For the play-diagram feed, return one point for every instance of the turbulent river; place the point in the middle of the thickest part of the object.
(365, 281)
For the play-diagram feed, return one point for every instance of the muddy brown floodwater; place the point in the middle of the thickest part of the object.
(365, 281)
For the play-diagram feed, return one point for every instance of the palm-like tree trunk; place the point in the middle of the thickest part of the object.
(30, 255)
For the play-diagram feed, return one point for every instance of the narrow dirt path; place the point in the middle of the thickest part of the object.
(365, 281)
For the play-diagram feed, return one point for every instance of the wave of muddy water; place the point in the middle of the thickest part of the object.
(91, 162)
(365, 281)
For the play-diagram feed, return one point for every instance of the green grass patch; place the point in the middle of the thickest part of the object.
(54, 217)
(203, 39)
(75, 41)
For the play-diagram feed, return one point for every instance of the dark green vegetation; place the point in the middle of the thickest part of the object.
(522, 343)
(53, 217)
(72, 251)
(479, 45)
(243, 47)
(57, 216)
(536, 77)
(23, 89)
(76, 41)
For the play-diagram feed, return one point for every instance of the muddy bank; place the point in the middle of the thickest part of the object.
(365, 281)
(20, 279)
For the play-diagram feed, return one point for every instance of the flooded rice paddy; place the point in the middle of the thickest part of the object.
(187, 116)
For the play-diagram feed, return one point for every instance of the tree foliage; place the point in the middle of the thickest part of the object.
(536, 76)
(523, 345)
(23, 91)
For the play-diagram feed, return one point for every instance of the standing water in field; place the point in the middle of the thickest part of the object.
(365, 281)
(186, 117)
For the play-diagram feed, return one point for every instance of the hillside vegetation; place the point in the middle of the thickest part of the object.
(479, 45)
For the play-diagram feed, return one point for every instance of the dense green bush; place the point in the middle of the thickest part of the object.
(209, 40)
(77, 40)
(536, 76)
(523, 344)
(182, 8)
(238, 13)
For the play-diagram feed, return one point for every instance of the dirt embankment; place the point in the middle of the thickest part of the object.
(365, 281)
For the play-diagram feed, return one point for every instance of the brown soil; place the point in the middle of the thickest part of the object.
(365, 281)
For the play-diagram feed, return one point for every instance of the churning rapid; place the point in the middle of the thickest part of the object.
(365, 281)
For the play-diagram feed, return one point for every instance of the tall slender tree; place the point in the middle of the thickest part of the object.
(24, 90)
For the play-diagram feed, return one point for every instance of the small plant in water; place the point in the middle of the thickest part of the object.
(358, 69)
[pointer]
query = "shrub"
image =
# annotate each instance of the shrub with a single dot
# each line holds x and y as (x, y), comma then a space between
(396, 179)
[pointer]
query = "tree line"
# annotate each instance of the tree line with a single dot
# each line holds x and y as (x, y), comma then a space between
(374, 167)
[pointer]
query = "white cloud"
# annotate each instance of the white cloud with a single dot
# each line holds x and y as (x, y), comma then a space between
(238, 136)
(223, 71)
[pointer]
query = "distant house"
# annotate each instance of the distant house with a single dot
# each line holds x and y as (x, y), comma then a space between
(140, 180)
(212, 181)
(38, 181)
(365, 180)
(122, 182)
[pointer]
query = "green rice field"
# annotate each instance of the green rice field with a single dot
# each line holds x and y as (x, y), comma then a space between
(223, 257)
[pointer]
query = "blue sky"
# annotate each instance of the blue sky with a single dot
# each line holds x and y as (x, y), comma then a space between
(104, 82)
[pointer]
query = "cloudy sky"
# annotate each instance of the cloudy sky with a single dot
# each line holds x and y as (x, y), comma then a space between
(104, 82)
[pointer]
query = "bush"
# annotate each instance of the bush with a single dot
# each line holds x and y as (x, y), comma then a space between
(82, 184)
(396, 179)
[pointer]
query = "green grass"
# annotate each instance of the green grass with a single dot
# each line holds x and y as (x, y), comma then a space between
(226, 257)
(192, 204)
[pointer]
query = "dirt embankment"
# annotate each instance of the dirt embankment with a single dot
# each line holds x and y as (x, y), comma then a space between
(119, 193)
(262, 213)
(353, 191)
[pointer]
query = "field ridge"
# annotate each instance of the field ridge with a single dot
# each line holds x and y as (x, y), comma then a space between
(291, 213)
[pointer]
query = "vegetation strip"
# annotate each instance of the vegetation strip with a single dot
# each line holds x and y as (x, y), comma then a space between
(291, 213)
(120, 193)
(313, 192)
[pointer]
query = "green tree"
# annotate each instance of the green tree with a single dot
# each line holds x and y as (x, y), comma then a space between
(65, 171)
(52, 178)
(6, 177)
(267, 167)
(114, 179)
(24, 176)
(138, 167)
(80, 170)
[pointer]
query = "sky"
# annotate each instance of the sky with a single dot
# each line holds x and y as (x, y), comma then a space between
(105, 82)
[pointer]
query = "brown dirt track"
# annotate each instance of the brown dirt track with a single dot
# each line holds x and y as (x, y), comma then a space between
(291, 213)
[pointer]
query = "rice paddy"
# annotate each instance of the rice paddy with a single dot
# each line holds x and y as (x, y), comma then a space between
################
— EXERCISE DIRECTIONS —
Copy out the full set of records precisely, leaving nothing out.

— RESPONSE BELOW —
For the play-diagram feed, return one point for every instance of the turbulent river; place the point in the middle of the thickest part of the object.
(365, 281)
For the play-diagram feed, return one point for every instance of the muddy brown floodwater; place the point in the middle of the thickest part of the object.
(365, 281)
For the play-diagram feed, return one point for every instance of the palm-like tree trunk; place the point in the middle of the thickest part of the object.
(30, 255)
For the play-diagram feed, return one point for every instance of the narrow dirt path; place the point in the middle of the thickest part of the object.
(365, 281)
For the play-diagram feed, return one point for every instance of the wave of muddy water; place the point in the middle of the thickest part of the object.
(91, 162)
(365, 281)
For the play-diagram feed, return one point for every instance of the green grass patch; place the point in the middle of the thickest part of the object.
(54, 217)
(203, 39)
(75, 41)
For the play-diagram feed, return one point for every instance of the dark green vegetation; place the point in the middle of the thickest part of the object.
(522, 343)
(53, 217)
(72, 251)
(479, 45)
(243, 47)
(57, 216)
(536, 77)
(23, 89)
(76, 41)
For the play-diagram feed, return one point for every instance of the muddy bank; place the point in the middle of the thickest part of the object.
(365, 281)
(20, 279)
For the play-diagram feed, return one point for every instance of the flooded rice paddy; place the point in the middle of the thickest part of the object.
(187, 116)
For the play-diagram feed, return one point for every instance of the tree foliage; place the point in the middle of the thickest part of the object.
(536, 76)
(523, 345)
(23, 91)
For the play-diagram feed, return one point for every instance of the standing water in field; place the point in the middle of the thickest part of the object.
(365, 281)
(186, 117)
For the play-diagram feed, return one point for every instance of the hillside vegetation; place the point in the middle of the thickest part of the object.
(479, 45)
For the play-diagram feed, return one point for every instance of the dense green bush; place the point in the middle of the thickest part of the object.
(209, 40)
(77, 40)
(536, 76)
(523, 344)
(182, 8)
(238, 13)
For the play-diagram feed, return one point for every instance of the dirt embankment; place the point in the middle of the thickest part of the object.
(365, 281)
For the play-diagram feed, return one point for every instance of the brown soil; place the point in the middle of the thickest part of the object.
(365, 281)
For the play-diagram feed, return one point for every instance of the churning rapid; place the point in the middle of the thickest part of the object.
(365, 281)
For the play-diagram feed, return one point for every instance of the tall slender tree; place the point in the middle of the thickest part of the object.
(24, 90)
For the play-diagram feed, return one point for every instance of the small plant in water; place the point in the middle of the thickest part of the object.
(358, 69)
[pointer]
query = "shrub"
image =
# annotate each instance of the shrub with a single dot
# each line holds x and y as (x, y), comma then a space between
(396, 179)
[pointer]
query = "tree line"
# annotate each instance of the tree line with a single dot
# each line holds x and y as (x, y), comma then a space between
(374, 167)
[pointer]
query = "white cloud"
# annotate each instance of the white cloud with a single dot
# each line holds x and y as (x, y), comma then a space between
(238, 136)
(223, 71)
[pointer]
query = "distant house"
# annotate each instance of the distant house with a single dot
# each line holds x and y as (x, y), comma then a space between
(140, 180)
(212, 181)
(38, 181)
(365, 180)
(122, 182)
[pointer]
query = "green rice field"
# annotate each instance of the green rice field with a single dot
# each line holds x and y as (x, y), comma then a space between
(223, 257)
[pointer]
query = "blue sky"
# annotate each instance of the blue sky with a single dot
# each line holds x and y as (x, y), comma then a space between
(104, 82)
[pointer]
query = "cloudy sky"
# annotate each instance of the cloudy sky with a single dot
# each line holds x and y as (x, y), comma then a space between
(104, 82)
[pointer]
query = "bush"
# annotate each instance of the bush with a single dot
# each line holds x and y as (x, y), comma then a space between
(82, 184)
(396, 179)
[pointer]
query = "green grass"
# annotate each instance of the green grass with a single dot
# each line holds x and y as (x, y), comma then a space between
(226, 257)
(192, 204)
[pointer]
query = "dirt embankment"
# annotate each instance of the dirt embankment with a single dot
# each line holds x and y as (x, y), comma then a space between
(119, 193)
(262, 213)
(353, 191)
[pointer]
query = "field ridge"
# annotate each instance of the field ridge with a single dot
# each line holds x and y as (x, y), comma then a space between
(291, 213)
[pointer]
query = "vegetation strip"
# annotate each instance of the vegetation strip with a single dot
# each line holds x and y as (x, y), comma then a space between
(291, 213)
(120, 193)
(313, 192)
[pointer]
query = "green tree"
# annotate each instance of the green tree with a single dot
# each line holds x and y as (x, y), comma then a space between
(65, 171)
(52, 178)
(6, 177)
(267, 167)
(114, 179)
(24, 176)
(138, 167)
(80, 170)
[pointer]
query = "sky"
# annotate each instance of the sky with a single dot
# each line holds x and y as (x, y), comma then a space between
(105, 82)
[pointer]
query = "brown dirt track"
# annotate each instance of the brown dirt track with a single dot
# each line holds x and y as (x, y), comma then a space between
(291, 213)
[pointer]
query = "rice paddy"
# annotate each instance of the rice paddy with a single dot
# each line holds x and y as (x, y), comma then a space between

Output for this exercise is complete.